_PAGE EXCERPT_
- Opening Delimiter -
And I have several other irons in the fire. I’ve been working on another album, with the gentleman who used to be a side man in my band, Marcus Gilmore, the drummer and grandson of the great Roy Haynes, who was himself a master drummer. And we’ve been working in collaboration with Kwame Brathwaite’s son, Kwame S. Brathwaite, and a friend of ours, Brandon Baker. And … Marcus and I have been co-composing a piece of music to go with the photographic works of Kwame Brathwaite, [who] was very instrumental in a part of the “Black Is Beautiful” movement of the ’60s. So, they would have these models, the Grandassa models, who were among the first Black models to be featured in print ads with Afro hair, dark skin. Basically, ads celebrating the features for which we were made to be ashamed of for hundreds of years. A lot of Brathwaite’s photos are centered around Black beauty, Black power, or Pan-Africanism, which was a strong ethic edict of the “Black Is Beautiful” movement. We’re in a similar moment right now. So it’s quite timely that we’re working on this project again, celebrating foundational Black ideals.

Reactions to Payton’s Writings and Discussions about Black American Music/#BAM

I think, initially, people didn’t know where I was coming from. So you have to look at it like whatever groundwork Max Roach or whomever may have laid, or the times Miles Davis said it in interviews and it was largely overlooked. It was almost as if no one had ever even heard of this before. And being that I was someone touted during an early part of my career as the second coming of Armstrong, it was viewed as treason that this somehow “savior of jazz music” was going against the very thing it almost seemed, in many ways, a lot of people hoped I would, specifically, perpetuate. So I think that is also an element that disturbed people deeply, not only that it was being said, but also that I was saying it. I think I was ahead of my time.
- Closing Delimiter -
_ENTRIES SUPPLIED_
- Opening Delimiter -
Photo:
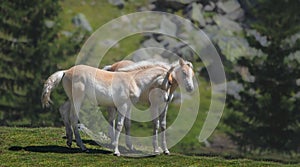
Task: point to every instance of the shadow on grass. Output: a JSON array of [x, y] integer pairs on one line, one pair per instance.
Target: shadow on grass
[[57, 149]]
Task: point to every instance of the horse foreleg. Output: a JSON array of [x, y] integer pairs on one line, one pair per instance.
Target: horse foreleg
[[64, 110], [122, 111], [111, 119], [127, 125], [155, 121], [163, 126], [78, 97]]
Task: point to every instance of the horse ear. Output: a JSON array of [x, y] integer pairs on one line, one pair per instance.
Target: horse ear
[[181, 62]]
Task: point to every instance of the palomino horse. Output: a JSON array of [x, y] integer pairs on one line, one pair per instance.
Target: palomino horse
[[131, 84], [159, 114]]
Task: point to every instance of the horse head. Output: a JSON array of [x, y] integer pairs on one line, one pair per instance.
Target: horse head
[[184, 75]]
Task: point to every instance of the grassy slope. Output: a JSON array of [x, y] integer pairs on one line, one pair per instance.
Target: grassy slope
[[45, 147], [99, 13]]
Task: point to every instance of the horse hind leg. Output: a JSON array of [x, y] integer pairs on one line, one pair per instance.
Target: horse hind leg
[[64, 110]]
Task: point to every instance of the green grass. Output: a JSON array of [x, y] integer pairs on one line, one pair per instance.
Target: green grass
[[46, 147]]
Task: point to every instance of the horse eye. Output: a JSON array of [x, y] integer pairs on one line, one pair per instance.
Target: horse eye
[[190, 65]]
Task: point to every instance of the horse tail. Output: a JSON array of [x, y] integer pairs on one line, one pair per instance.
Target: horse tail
[[107, 68], [49, 85]]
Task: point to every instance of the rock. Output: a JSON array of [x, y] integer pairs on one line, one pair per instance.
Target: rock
[[196, 14], [119, 3], [174, 4], [228, 6], [168, 27], [152, 43], [80, 21], [49, 23], [210, 7], [236, 15], [224, 23]]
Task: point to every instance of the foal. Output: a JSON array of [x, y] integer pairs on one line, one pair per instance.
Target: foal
[[112, 89]]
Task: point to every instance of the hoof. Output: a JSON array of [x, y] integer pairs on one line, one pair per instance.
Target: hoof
[[69, 144], [86, 150], [117, 154], [167, 152], [156, 152]]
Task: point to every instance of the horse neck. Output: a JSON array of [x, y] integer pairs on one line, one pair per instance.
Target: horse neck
[[152, 77]]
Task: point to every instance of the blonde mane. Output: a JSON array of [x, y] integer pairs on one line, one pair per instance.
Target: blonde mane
[[144, 65]]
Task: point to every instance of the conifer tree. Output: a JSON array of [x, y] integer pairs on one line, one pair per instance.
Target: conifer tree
[[267, 115]]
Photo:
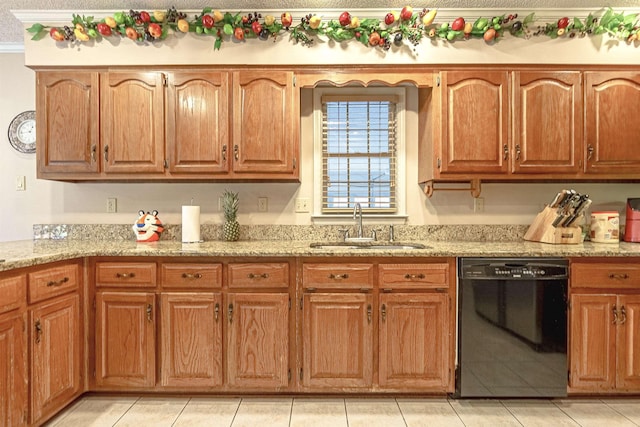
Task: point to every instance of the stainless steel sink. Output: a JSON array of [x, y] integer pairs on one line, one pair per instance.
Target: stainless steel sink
[[368, 245]]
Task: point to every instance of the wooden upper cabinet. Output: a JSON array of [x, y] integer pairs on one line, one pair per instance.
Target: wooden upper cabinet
[[547, 122], [132, 122], [198, 122], [475, 122], [612, 125], [67, 122], [265, 124]]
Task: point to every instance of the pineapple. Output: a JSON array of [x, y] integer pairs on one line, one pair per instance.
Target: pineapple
[[231, 228]]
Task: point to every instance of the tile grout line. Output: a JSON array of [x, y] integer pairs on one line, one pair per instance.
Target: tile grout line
[[181, 411], [617, 412], [564, 412], [125, 412], [511, 413]]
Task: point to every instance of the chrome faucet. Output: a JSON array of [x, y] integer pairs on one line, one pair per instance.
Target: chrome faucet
[[357, 215]]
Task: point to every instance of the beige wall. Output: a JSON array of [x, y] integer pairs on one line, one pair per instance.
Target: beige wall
[[57, 202]]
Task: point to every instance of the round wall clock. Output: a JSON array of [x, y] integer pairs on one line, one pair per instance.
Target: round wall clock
[[22, 132]]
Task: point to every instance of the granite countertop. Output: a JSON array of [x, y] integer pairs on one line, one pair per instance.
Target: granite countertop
[[33, 252]]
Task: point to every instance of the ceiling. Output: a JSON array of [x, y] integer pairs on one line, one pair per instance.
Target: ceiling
[[11, 29]]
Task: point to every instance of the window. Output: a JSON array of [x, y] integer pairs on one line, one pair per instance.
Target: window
[[358, 150]]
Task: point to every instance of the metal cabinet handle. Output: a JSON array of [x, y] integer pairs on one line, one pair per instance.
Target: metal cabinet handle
[[58, 282], [619, 276], [38, 327]]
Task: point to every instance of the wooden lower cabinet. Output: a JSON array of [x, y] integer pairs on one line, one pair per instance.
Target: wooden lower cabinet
[[258, 340], [13, 370], [605, 343], [414, 341], [191, 339], [337, 334], [125, 340], [55, 355]]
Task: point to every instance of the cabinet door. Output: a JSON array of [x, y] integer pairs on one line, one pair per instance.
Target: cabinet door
[[337, 334], [13, 372], [198, 122], [67, 122], [547, 122], [414, 341], [593, 343], [125, 339], [628, 342], [191, 339], [612, 125], [258, 340], [475, 119], [55, 355], [265, 124], [132, 122]]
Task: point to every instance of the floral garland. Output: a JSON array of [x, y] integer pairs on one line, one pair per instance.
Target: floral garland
[[395, 28]]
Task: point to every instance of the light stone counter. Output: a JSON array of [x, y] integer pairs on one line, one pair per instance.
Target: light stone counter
[[27, 253]]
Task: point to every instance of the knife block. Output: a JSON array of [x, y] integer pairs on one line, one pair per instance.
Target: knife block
[[542, 230]]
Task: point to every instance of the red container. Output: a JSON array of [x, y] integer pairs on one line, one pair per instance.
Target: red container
[[632, 224]]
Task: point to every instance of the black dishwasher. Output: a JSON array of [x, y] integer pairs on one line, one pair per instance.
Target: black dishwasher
[[512, 327]]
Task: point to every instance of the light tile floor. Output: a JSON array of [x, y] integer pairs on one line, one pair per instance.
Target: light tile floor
[[107, 411]]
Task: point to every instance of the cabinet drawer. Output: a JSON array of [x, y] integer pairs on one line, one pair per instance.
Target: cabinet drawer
[[12, 292], [413, 276], [612, 275], [53, 281], [126, 274], [337, 276], [264, 275], [185, 275]]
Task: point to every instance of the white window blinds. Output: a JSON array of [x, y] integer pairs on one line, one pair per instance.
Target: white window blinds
[[359, 153]]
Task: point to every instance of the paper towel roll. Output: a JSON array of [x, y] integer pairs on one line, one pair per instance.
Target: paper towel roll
[[190, 224]]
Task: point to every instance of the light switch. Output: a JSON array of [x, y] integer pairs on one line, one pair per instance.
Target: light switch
[[21, 183]]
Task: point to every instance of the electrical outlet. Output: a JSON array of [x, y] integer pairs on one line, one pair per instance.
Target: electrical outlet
[[302, 205], [112, 205], [21, 183], [478, 204], [263, 204]]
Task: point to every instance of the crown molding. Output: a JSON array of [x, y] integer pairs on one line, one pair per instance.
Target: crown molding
[[31, 16]]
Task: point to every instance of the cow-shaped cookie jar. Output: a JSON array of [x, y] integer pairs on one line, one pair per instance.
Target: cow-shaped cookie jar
[[148, 227]]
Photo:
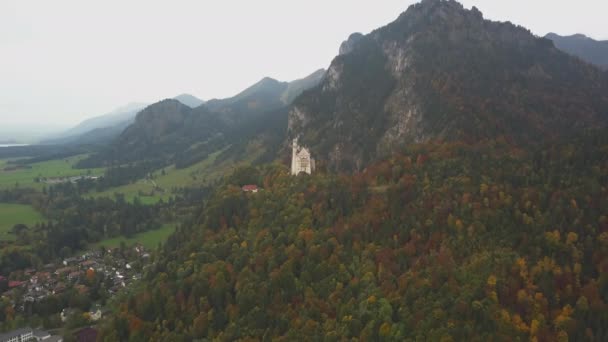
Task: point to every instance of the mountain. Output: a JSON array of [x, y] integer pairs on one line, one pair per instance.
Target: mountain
[[587, 49], [265, 95], [441, 72], [189, 100], [170, 132], [101, 128]]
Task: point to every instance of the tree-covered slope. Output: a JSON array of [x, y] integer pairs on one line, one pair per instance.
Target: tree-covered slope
[[587, 49], [451, 241], [443, 72]]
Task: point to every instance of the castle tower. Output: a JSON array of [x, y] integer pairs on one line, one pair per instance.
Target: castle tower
[[301, 160]]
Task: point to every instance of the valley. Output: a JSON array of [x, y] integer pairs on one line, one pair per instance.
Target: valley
[[444, 179]]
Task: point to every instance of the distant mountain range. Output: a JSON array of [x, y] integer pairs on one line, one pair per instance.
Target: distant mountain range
[[172, 132], [189, 100], [100, 128], [587, 49], [104, 128]]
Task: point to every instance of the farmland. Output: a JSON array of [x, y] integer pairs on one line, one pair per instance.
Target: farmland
[[24, 176], [12, 214]]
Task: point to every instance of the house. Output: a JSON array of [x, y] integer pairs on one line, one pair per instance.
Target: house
[[250, 188], [70, 261], [19, 335], [95, 313], [41, 335], [86, 335], [73, 276], [301, 160], [14, 283]]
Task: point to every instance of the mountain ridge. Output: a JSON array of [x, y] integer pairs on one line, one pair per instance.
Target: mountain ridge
[[440, 71], [588, 49]]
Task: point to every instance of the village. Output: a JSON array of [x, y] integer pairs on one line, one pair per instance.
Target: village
[[108, 270]]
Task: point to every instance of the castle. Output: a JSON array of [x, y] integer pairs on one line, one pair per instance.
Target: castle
[[301, 160]]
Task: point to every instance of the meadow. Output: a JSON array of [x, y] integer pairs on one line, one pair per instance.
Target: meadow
[[201, 173], [12, 214], [25, 177], [149, 239]]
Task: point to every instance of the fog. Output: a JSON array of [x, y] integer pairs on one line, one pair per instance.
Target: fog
[[64, 61]]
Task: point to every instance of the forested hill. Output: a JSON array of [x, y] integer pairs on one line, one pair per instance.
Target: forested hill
[[451, 241], [170, 132], [441, 71]]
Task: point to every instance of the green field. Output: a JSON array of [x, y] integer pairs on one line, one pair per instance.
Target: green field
[[149, 239], [12, 214], [48, 169], [200, 173]]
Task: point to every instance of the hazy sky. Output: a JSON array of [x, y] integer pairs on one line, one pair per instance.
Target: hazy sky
[[65, 60]]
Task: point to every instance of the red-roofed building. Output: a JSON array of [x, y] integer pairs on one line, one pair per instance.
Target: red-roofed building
[[14, 283], [86, 335], [250, 188]]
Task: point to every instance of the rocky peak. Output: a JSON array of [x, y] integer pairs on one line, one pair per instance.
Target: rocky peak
[[348, 45], [441, 71]]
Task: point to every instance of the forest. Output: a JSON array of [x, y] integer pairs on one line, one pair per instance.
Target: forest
[[441, 241]]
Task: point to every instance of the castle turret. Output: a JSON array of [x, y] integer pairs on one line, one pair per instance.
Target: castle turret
[[301, 160]]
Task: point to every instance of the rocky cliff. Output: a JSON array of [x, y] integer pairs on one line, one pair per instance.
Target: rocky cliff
[[441, 71]]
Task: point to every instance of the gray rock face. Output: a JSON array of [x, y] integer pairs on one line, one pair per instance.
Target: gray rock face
[[441, 72], [348, 45]]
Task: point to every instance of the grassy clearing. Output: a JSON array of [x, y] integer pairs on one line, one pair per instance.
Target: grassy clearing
[[49, 169], [149, 239], [204, 172], [200, 173], [12, 214]]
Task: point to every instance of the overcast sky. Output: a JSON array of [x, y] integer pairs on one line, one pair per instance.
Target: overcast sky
[[62, 61]]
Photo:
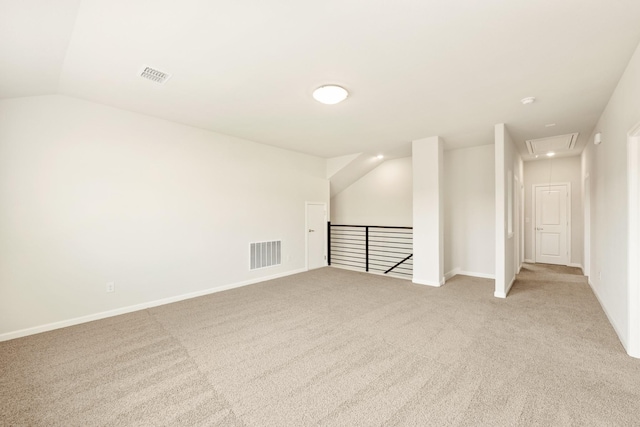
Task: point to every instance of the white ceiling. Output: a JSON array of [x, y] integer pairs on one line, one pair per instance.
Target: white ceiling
[[414, 68]]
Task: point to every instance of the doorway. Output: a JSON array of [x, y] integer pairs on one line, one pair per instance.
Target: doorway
[[552, 223], [316, 235]]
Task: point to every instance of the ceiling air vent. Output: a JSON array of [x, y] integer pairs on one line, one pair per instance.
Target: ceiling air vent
[[556, 144], [154, 75]]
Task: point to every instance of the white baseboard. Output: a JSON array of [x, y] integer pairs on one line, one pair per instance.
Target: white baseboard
[[450, 274], [458, 271], [506, 292], [429, 283], [137, 307], [622, 338], [574, 264]]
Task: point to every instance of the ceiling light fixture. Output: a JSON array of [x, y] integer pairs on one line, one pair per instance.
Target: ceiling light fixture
[[330, 94]]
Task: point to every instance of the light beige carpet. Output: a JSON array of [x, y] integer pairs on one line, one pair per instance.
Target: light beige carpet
[[335, 347]]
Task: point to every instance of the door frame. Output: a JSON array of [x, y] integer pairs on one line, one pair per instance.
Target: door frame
[[306, 233], [533, 215], [633, 243]]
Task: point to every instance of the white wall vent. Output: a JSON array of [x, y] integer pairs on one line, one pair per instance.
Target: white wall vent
[[265, 254], [154, 75]]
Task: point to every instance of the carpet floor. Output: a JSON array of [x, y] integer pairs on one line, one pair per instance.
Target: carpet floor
[[337, 348]]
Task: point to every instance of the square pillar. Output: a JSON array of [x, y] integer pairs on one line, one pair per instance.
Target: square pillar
[[428, 212]]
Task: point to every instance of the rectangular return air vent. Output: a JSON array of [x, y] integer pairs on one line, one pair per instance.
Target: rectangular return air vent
[[266, 254], [154, 75], [557, 144]]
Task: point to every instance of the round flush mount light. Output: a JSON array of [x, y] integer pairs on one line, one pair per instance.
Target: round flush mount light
[[330, 94], [597, 138]]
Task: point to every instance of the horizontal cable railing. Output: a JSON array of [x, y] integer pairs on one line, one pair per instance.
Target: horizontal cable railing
[[383, 249]]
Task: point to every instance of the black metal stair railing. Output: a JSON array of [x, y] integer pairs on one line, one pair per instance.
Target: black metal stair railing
[[383, 249]]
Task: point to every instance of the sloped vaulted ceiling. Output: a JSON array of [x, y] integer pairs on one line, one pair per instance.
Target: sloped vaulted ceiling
[[414, 68]]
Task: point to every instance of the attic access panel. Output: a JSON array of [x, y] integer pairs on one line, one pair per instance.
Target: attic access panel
[[557, 144]]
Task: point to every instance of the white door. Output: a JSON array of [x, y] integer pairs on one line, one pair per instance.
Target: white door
[[316, 235], [552, 224]]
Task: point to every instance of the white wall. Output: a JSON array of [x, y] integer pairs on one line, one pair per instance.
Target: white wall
[[428, 211], [91, 194], [508, 165], [381, 197], [562, 169], [469, 239], [606, 166]]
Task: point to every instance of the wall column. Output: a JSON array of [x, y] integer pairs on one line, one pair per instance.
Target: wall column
[[428, 212]]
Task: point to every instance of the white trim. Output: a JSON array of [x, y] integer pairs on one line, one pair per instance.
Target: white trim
[[586, 206], [633, 242], [306, 232], [457, 271], [569, 202], [504, 294], [621, 337], [429, 283], [137, 307], [576, 265], [451, 273]]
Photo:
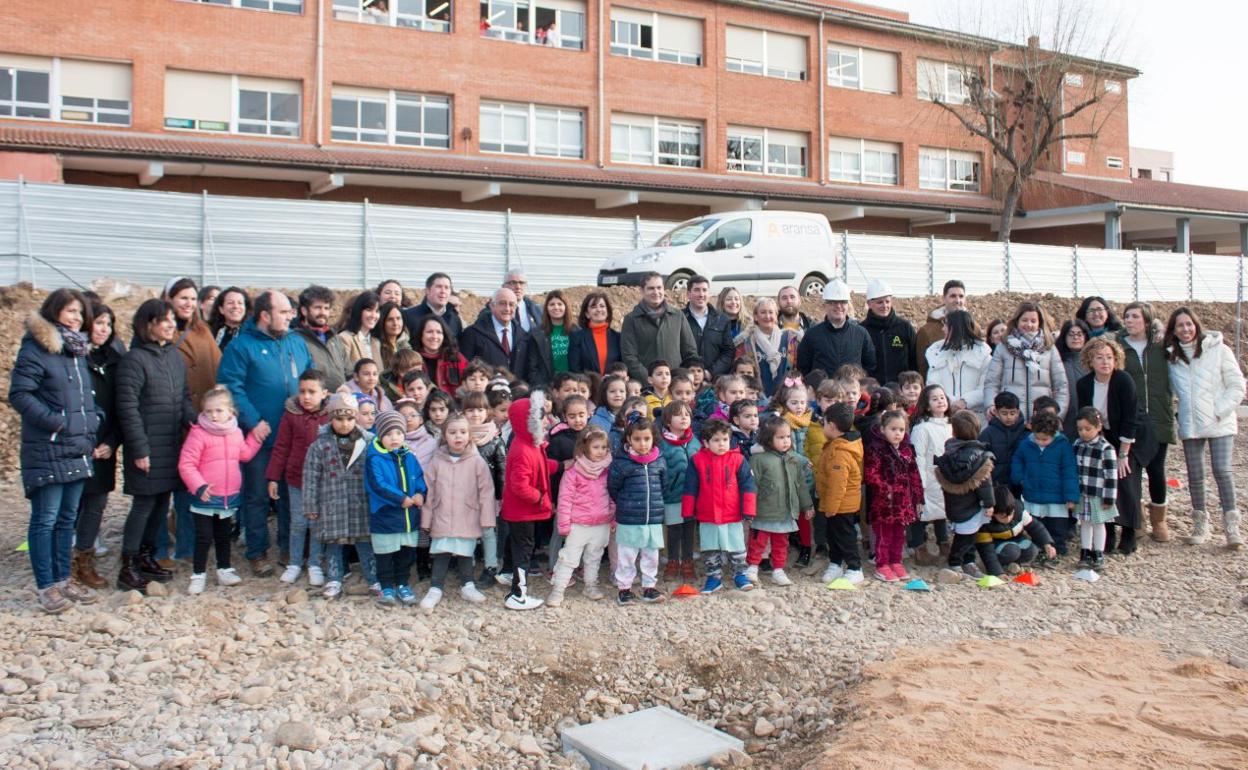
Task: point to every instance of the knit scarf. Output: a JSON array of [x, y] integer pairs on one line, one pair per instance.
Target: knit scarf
[[1028, 348], [589, 468], [215, 428], [75, 341]]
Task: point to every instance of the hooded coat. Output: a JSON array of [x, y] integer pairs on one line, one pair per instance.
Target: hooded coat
[[51, 391]]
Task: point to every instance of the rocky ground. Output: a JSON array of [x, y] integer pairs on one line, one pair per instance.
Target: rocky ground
[[265, 675]]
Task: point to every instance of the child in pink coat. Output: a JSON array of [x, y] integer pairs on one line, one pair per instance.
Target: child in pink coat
[[584, 516], [211, 468]]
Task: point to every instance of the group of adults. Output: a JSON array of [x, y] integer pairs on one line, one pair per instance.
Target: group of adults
[[82, 396]]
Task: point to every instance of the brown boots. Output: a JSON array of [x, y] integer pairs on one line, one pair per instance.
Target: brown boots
[[82, 569]]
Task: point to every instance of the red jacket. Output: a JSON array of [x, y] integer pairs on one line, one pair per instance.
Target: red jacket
[[295, 434], [719, 488], [527, 481], [891, 478]]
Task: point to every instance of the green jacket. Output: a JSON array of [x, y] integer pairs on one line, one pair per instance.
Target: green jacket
[[1152, 385], [781, 479]]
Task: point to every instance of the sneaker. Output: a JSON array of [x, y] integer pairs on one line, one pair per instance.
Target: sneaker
[[51, 600], [431, 598], [227, 577]]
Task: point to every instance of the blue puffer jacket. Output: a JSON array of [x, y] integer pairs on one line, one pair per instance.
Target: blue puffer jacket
[[635, 483], [391, 476], [262, 372], [51, 389], [1048, 474]]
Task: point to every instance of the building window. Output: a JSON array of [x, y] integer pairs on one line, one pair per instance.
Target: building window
[[858, 160], [657, 36], [537, 130], [554, 23], [949, 170], [785, 151], [942, 81], [861, 69], [282, 6], [761, 53], [655, 141], [428, 15]]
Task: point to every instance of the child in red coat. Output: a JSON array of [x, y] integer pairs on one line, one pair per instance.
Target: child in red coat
[[526, 491], [895, 492], [303, 417]]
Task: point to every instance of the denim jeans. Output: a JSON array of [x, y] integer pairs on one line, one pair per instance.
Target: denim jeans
[[50, 536], [336, 564], [302, 529]]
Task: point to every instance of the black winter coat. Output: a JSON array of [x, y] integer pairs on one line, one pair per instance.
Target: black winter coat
[[154, 407], [104, 362], [51, 391]]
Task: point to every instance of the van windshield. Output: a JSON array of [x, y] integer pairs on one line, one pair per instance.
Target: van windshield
[[687, 233]]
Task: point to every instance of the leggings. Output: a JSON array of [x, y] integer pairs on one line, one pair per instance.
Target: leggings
[[211, 532], [142, 522], [1221, 452]]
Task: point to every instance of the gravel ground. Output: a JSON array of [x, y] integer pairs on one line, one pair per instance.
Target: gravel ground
[[266, 675]]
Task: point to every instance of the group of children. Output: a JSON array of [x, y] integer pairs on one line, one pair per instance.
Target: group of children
[[427, 479]]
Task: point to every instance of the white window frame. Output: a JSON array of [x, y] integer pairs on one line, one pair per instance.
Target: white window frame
[[534, 114], [356, 10], [748, 66]]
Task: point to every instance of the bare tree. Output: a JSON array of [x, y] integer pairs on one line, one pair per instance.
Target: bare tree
[[1026, 101]]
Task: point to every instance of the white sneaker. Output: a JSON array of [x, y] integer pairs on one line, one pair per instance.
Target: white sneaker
[[431, 599]]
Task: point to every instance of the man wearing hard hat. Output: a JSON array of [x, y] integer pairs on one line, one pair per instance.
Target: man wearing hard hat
[[838, 340]]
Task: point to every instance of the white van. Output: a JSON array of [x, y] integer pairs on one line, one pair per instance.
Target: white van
[[759, 252]]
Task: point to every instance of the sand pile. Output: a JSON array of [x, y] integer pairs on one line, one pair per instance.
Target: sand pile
[[1056, 701]]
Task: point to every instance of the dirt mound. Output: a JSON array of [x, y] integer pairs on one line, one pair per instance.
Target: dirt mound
[[1056, 701]]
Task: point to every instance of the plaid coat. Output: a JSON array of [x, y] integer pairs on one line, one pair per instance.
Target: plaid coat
[[1096, 463], [333, 491]]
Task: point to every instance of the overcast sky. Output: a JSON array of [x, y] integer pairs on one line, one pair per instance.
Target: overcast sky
[[1189, 99]]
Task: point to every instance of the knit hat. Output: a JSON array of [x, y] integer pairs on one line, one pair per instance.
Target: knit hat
[[342, 403], [390, 421]]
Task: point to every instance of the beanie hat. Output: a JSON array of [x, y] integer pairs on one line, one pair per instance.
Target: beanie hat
[[390, 421], [342, 403]]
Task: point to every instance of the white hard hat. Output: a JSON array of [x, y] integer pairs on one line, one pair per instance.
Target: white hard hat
[[836, 291], [876, 288]]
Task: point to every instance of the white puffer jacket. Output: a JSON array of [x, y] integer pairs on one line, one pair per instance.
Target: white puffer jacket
[[961, 373], [1208, 388]]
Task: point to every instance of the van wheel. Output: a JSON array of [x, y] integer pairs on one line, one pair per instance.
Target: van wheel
[[813, 286], [679, 282]]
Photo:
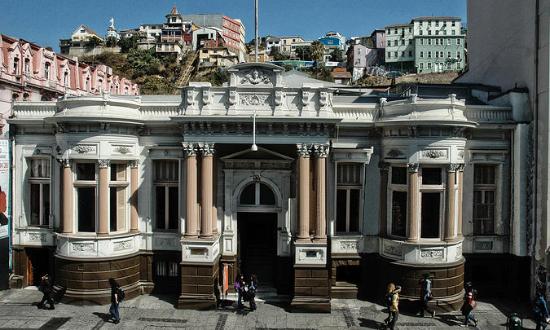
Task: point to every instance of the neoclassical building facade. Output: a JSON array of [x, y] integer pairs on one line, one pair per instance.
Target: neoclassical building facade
[[321, 192]]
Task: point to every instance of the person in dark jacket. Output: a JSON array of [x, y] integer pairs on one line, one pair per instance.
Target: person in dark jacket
[[113, 310], [252, 287], [425, 295], [540, 310], [47, 290], [239, 288]]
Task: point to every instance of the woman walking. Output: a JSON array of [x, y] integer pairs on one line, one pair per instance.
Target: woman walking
[[392, 297]]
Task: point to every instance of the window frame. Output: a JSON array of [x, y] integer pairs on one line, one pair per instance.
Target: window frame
[[348, 187], [40, 181]]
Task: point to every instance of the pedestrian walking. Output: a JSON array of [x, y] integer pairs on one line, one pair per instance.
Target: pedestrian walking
[[392, 298], [239, 288], [252, 287], [115, 300], [47, 290], [468, 308], [425, 295], [540, 310]]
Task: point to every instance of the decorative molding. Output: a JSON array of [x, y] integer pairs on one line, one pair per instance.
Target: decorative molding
[[304, 150], [254, 99], [394, 153], [83, 247], [321, 150], [255, 77], [123, 245], [103, 163], [190, 149], [84, 149], [413, 167], [207, 149], [454, 167], [436, 254], [122, 149], [434, 154]]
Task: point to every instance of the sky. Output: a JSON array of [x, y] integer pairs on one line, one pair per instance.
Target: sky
[[46, 21]]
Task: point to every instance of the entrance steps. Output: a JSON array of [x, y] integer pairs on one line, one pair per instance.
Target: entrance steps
[[264, 294]]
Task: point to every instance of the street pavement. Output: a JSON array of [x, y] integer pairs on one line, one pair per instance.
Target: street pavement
[[18, 310]]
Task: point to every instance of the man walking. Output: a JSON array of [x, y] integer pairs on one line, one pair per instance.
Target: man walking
[[425, 295], [115, 300], [46, 288]]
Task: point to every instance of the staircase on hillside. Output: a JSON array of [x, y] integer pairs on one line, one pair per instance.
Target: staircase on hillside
[[188, 68]]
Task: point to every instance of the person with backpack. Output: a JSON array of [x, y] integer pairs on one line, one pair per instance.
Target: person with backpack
[[47, 290], [540, 310], [252, 287], [392, 302], [117, 295], [467, 309], [425, 295]]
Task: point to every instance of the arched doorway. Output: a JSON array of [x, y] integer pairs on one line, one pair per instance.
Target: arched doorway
[[257, 233]]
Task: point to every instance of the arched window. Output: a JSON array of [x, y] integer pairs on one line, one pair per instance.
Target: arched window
[[256, 194]]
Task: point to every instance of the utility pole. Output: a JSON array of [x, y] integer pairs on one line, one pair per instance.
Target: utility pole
[[256, 30]]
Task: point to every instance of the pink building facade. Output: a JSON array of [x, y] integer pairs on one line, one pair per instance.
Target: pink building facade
[[29, 72]]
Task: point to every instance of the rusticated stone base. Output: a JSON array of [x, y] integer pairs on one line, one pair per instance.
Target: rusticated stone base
[[87, 281], [447, 283], [199, 286], [311, 290]]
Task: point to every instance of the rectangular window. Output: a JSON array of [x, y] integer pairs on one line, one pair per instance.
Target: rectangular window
[[85, 185], [348, 197], [39, 180], [430, 212], [166, 177], [484, 199]]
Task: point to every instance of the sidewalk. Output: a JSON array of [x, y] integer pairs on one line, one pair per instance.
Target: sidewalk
[[154, 312]]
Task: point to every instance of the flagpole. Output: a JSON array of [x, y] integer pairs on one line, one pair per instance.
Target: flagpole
[[256, 30]]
- Closing Delimiter -
_QUESTIONS ON THE MATERIAL_
- a) Reproduce the portion of the interview excerpt that begins at the words "Reactions to Payton’s" and stops after the words "of my time.".
- b) Condense the paragraph of the interview excerpt that opens with "I think, initially, people didn't know where I was coming from" into a shorter version that keeps its main facts.
Rely only on the interview excerpt to respond.

_REPLIES_
- a)
Reactions to Payton’s Writings and Discussions about Black American Music/#BAM

I think, initially, people didn’t know where I was coming from. So you have to look at it like whatever groundwork Max Roach or whomever may have laid, or the times Miles Davis said it in interviews and it was largely overlooked. It was almost as if no one had ever even heard of this before. And being that I was someone touted during an early part of my career as the second coming of Armstrong, it was viewed as treason that this somehow “savior of jazz music” was going against the very thing it almost seemed, in many ways, a lot of people hoped I would, specifically, perpetuate. So I think that is also an element that disturbed people deeply, not only that it was being said, but also that I was saying it. I think I was ahead of my time.

- b) At first, people didn't understand the speaker's position. Earlier groundwork by Max Roach or others, and Miles Davis's remarks in interviews, had been largely overlooked, so the idea seemed new. Because the speaker had been hailed early on as the second coming of Armstrong and a "savior of jazz music," speaking out was seen as treason against what many hoped would be perpetuated. People were disturbed both by the message and by who was delivering it. The speaker believes they were ahead of their time.